Written task ▸
Extract each record and reproduce it exactly.

-- Start Excerpted records --

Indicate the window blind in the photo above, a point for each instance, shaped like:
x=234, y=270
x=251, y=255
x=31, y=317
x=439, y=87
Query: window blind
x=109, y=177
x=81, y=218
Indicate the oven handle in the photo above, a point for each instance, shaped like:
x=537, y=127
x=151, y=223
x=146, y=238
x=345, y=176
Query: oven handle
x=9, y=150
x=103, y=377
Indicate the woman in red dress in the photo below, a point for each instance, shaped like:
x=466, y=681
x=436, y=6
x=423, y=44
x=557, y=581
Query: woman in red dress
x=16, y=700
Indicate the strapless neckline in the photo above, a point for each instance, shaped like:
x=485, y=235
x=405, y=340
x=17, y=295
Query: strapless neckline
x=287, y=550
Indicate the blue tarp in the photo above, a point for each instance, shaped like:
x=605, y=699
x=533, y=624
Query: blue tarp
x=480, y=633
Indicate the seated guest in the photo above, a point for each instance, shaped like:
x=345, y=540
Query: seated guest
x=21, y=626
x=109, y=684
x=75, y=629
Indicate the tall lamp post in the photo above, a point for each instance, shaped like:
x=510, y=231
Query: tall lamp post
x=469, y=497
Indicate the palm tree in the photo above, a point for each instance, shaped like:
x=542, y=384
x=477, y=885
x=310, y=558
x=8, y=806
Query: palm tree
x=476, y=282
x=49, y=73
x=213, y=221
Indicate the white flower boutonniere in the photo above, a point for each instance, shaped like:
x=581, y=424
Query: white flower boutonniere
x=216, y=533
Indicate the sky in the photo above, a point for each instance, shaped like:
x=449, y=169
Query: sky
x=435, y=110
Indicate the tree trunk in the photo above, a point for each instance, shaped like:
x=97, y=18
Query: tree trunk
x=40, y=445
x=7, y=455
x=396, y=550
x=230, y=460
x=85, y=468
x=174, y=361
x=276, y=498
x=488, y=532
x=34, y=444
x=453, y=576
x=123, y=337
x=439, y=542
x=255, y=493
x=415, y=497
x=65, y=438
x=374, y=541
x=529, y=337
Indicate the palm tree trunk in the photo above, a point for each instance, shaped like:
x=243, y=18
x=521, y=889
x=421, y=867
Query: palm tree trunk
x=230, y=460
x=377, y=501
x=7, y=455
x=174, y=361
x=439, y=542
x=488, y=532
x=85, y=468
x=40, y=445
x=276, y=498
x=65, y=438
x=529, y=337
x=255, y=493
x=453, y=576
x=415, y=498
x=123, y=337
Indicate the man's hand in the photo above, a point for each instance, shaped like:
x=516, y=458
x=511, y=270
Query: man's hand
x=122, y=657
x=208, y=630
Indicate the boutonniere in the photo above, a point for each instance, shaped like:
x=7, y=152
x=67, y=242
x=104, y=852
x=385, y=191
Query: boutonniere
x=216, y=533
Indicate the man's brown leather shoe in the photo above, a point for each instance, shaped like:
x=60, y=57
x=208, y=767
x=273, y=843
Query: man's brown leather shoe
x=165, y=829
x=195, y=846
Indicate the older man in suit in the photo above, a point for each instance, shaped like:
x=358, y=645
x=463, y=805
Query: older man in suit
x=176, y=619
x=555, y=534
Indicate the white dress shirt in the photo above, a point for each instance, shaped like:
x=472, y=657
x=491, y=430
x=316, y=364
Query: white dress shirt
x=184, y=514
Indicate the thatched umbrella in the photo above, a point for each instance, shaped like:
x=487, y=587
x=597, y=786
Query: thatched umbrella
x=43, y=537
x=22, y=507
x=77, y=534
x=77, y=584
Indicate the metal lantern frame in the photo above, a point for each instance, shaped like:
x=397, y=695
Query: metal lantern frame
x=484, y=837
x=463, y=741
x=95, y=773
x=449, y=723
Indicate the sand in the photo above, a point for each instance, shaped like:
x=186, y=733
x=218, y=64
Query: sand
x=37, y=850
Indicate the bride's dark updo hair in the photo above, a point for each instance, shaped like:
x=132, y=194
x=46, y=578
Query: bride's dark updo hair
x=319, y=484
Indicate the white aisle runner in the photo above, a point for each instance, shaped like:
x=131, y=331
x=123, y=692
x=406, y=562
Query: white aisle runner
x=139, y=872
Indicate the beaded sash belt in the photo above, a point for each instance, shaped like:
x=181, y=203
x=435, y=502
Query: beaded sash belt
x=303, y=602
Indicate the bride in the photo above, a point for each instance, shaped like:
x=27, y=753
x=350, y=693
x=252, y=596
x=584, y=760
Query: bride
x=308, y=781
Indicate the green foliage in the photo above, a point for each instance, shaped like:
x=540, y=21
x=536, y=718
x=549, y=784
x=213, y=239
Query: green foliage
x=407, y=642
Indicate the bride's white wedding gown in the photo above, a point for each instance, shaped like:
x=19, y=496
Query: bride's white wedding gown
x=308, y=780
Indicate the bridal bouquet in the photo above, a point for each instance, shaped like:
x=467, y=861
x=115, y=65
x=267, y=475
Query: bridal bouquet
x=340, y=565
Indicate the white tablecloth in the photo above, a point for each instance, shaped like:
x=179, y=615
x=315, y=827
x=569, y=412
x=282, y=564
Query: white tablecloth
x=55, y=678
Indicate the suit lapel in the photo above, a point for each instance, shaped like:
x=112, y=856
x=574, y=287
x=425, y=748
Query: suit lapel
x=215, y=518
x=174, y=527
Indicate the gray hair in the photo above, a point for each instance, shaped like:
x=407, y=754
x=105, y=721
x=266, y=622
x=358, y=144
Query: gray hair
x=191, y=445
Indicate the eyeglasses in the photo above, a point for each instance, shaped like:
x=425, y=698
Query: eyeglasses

-- End Excerpted records --

Full answer ▸
Indicate the window blind in the photo above, a point for each instance, shaped like:
x=234, y=270
x=251, y=255
x=31, y=317
x=439, y=87
Query: window blind
x=109, y=177
x=81, y=218
Indicate the oven handle in the photo above, a point for each instance, shaped like:
x=537, y=127
x=151, y=223
x=146, y=238
x=345, y=176
Query: oven handle
x=9, y=150
x=103, y=377
Indicate the woman in red dress in the photo below, a point for each instance, shaped like:
x=466, y=681
x=436, y=6
x=423, y=44
x=557, y=581
Query: woman in red dress
x=16, y=700
Indicate the strapless neckline in the photo above, a point for each instance, shaped like:
x=485, y=235
x=405, y=340
x=17, y=295
Query: strapless neckline
x=287, y=550
Indicate the blue tarp in the photo above, a point for each instance, shaped like:
x=605, y=699
x=533, y=624
Query: blue tarp
x=480, y=633
Indicate the seated guest in the photo above, a point for each instance, shaped like:
x=345, y=540
Query: seated guest
x=21, y=626
x=109, y=684
x=75, y=629
Indicate the tall lamp post in the photo above, a point for each instance, shaped like:
x=510, y=231
Query: tall lamp post
x=469, y=497
Indicate the palm tree in the photo above, a point for each instance, shaped like:
x=542, y=384
x=477, y=885
x=310, y=558
x=8, y=806
Query: palm tree
x=476, y=282
x=49, y=73
x=213, y=221
Indicate the white flower boutonniere in the photo above, a point for each instance, shaped like:
x=581, y=424
Query: white flower boutonniere
x=216, y=533
Indicate the sky in the photo above, a point for each instance, shaped like:
x=449, y=169
Query: sky
x=435, y=110
Indicate the tree trunk in the photo above, a point for each instance, shaped like:
x=97, y=18
Query: tree trunk
x=40, y=445
x=7, y=455
x=396, y=550
x=230, y=460
x=85, y=468
x=174, y=361
x=276, y=498
x=488, y=532
x=34, y=444
x=453, y=576
x=123, y=337
x=439, y=542
x=255, y=493
x=415, y=497
x=65, y=438
x=374, y=541
x=529, y=337
Indicate the palm tree trunk in the photo above, a point for each instance, shaped like:
x=243, y=18
x=521, y=889
x=421, y=867
Query: palm tree trunk
x=230, y=460
x=377, y=501
x=7, y=455
x=174, y=361
x=439, y=542
x=488, y=532
x=85, y=468
x=40, y=445
x=276, y=498
x=65, y=438
x=529, y=337
x=255, y=493
x=453, y=576
x=415, y=498
x=123, y=337
Indicate the man's hand in the photo above, a point for each instance, shaped like:
x=516, y=458
x=511, y=270
Query: man's hand
x=122, y=657
x=208, y=630
Indicate the boutonniere in the photo above, a point for each instance, shaped like:
x=7, y=152
x=67, y=242
x=104, y=852
x=385, y=191
Query: boutonniere
x=216, y=533
Indicate the man's brown leather shoe in the photo above, a point for each instance, shaped like:
x=60, y=57
x=208, y=767
x=273, y=843
Query: man's brown leather shoe
x=165, y=829
x=195, y=846
Indicate the older man in suit in the photo above, a point for each instance, shaped like:
x=358, y=645
x=463, y=805
Query: older man in suit
x=176, y=619
x=555, y=534
Indicate the white dress shirt in the photo above, a point for each instance, shaped like:
x=472, y=657
x=491, y=430
x=316, y=364
Query: white dress shirt
x=184, y=514
Indicate the thatched umbrella in the photo above, a point for each instance, shaped like:
x=487, y=587
x=597, y=786
Query: thatched umbrella
x=43, y=537
x=22, y=507
x=77, y=534
x=77, y=584
Indicate the metal lantern frame in the photo above, a point for each instance, shaped like:
x=397, y=695
Query: metal lantern frame
x=484, y=837
x=463, y=741
x=95, y=773
x=449, y=723
Indicate the sand in the photo above, a point for each instance, shaped like:
x=186, y=733
x=218, y=64
Query: sand
x=37, y=850
Indicate the bride's dark updo hair in the photo above, a point for each instance, shaped like:
x=132, y=194
x=46, y=578
Query: bride's dark updo hair
x=319, y=484
Indicate the white aisle runner in the photo above, a point for each instance, shaped like:
x=131, y=331
x=123, y=692
x=406, y=562
Query: white aisle runner
x=139, y=872
Indicate the beaded sash belt in the photo above, a point for each instance, shaped like:
x=181, y=203
x=435, y=502
Query: beaded sash belt
x=303, y=602
Indicate the bride in the photo above, a point for each instance, shaped like:
x=27, y=753
x=350, y=693
x=252, y=596
x=584, y=760
Query: bride
x=308, y=781
Indicate the green foliage in the photo above, a point for each instance, shaped like:
x=540, y=21
x=536, y=718
x=549, y=784
x=213, y=239
Query: green foliage
x=407, y=642
Indicate the bride's white wedding gown in the photo above, a point for each instance, shaped like:
x=19, y=496
Query: bride's white wedding gown
x=308, y=780
Indicate the bridal bouquet in the photo above, a point for each instance, shaped like:
x=467, y=861
x=115, y=65
x=267, y=475
Query: bridal bouquet
x=340, y=565
Indicate the white tablecloth in the photo above, a point for each instance, shaped like:
x=179, y=615
x=315, y=827
x=569, y=412
x=282, y=564
Query: white tablecloth
x=55, y=678
Indicate the suit lapel in the photo above, a point for each instance, shaped like:
x=112, y=856
x=574, y=287
x=425, y=748
Query: suit lapel
x=215, y=518
x=174, y=527
Indicate the gray hair in the photo above, a point for each instance, shaped like:
x=407, y=754
x=105, y=721
x=266, y=622
x=358, y=144
Query: gray hair
x=191, y=445
Indicate the eyeglasses in the photo above, a point for each instance, shaped like:
x=425, y=698
Query: eyeglasses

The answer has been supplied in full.